▶ _GIVEN PROBLEM_
Format the data below as a numbered list with one line per item, omitting any blank lines.

▶ _SUPPLIED INFORMATION_
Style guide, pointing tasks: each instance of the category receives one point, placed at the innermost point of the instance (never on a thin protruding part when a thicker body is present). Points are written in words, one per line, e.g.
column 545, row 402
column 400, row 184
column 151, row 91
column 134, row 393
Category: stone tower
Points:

▶ _EXERCISE OUTPUT_
1. Style guide, pointing tasks: each instance of the category receives one point, placed at the innermost point of the instance (never on a thin protruding part when a thicker body is present). Points are written in words, one per line, e.g.
2. column 545, row 402
3. column 400, row 184
4. column 151, row 91
5. column 134, row 393
6. Category: stone tower
7. Points:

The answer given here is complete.